─── Raw records ───

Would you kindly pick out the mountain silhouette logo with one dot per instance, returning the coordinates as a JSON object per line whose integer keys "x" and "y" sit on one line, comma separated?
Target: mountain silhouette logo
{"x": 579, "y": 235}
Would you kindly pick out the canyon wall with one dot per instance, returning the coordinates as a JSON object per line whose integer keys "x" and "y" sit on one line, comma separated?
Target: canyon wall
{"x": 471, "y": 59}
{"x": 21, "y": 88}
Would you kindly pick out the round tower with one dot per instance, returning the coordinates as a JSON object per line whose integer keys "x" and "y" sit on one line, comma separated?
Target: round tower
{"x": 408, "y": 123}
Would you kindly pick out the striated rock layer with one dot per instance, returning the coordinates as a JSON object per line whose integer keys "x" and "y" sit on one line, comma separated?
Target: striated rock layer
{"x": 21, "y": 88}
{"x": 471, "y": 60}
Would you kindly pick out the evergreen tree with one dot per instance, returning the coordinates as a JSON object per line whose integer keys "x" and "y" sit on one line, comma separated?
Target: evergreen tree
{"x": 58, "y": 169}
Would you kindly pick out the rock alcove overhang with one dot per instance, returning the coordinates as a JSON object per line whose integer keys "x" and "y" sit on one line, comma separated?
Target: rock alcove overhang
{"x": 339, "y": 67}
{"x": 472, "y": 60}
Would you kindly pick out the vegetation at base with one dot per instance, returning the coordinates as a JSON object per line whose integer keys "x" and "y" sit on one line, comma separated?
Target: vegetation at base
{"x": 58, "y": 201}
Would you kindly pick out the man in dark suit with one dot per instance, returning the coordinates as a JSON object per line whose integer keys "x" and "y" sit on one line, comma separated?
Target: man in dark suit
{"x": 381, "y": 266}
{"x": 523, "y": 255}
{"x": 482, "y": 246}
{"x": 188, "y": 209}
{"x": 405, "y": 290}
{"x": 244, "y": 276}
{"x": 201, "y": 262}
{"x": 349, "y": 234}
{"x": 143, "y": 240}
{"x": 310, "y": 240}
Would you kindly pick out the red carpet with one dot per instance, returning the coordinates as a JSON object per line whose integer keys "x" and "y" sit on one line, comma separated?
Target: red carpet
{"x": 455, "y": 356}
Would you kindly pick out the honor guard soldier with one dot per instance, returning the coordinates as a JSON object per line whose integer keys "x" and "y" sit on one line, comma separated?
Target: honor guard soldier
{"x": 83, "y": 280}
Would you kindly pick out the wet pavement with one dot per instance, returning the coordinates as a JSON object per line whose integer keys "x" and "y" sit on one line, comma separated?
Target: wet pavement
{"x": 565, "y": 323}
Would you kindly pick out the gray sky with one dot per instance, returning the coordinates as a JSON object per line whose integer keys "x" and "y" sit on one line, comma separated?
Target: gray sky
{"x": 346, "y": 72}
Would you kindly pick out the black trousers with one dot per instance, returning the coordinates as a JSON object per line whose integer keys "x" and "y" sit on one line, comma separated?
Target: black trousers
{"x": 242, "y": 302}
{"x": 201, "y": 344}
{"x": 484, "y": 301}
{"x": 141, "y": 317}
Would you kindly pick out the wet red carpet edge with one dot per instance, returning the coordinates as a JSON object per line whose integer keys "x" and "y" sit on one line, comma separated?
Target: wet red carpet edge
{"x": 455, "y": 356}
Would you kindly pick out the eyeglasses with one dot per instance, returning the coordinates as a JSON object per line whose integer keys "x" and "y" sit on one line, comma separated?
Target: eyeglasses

───

> _Aim of the exercise_: Repeat word for word every line from the one that holds "Would you kindly pick out the black" to the end. Both ends count.

> _Solution to this problem_:
Would you kindly pick out the black trousers with one dot per instance, returning the coordinates as a JSON object per line whose integer keys "x" and "y" sit on one line, comma separated?
Target: black trousers
{"x": 242, "y": 302}
{"x": 201, "y": 344}
{"x": 484, "y": 301}
{"x": 141, "y": 317}
Would you kindly pick out the wet red carpet edge with one dot per instance, returning the coordinates as a JSON object per line whose integer keys "x" and "y" sit on one line, comma separated?
Target: wet red carpet edge
{"x": 455, "y": 356}
Would you kindly pick out the eyeglasses with one dot per instance, returning the coordinates as a JSON object per line whose integer keys "x" and "y" sit on one line, comma separated?
Target: eyeglasses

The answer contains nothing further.